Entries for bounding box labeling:
□ □ □

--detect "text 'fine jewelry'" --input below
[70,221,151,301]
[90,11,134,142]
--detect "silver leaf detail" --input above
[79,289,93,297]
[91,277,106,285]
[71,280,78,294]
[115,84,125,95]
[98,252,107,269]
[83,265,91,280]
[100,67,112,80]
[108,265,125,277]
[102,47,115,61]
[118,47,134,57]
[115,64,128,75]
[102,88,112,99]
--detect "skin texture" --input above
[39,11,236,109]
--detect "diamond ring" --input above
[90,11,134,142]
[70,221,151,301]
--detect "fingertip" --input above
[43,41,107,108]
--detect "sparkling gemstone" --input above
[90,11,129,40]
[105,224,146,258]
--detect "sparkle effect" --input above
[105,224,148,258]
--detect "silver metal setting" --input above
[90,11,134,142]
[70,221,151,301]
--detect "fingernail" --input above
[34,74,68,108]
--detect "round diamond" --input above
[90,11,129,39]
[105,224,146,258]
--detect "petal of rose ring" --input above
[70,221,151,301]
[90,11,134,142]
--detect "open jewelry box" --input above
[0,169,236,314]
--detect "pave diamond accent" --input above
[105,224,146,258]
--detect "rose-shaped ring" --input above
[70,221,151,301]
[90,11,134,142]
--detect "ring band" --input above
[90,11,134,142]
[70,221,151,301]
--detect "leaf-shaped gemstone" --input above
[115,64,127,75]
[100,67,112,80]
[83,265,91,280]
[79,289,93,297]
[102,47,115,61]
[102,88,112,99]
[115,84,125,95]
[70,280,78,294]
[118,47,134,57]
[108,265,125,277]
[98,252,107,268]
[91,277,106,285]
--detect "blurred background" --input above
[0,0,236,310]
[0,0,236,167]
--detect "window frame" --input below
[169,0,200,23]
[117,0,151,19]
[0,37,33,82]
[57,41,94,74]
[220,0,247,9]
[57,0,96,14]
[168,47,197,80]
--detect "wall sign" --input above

□ □ □

=== What you have to do ===
Which lines in the entries above contain the word "silver"? Find each one and copy it in full, matching case exactly.

=== Response ===
--detect "silver leaf detail" --input above
--detect "silver metal setting" --input above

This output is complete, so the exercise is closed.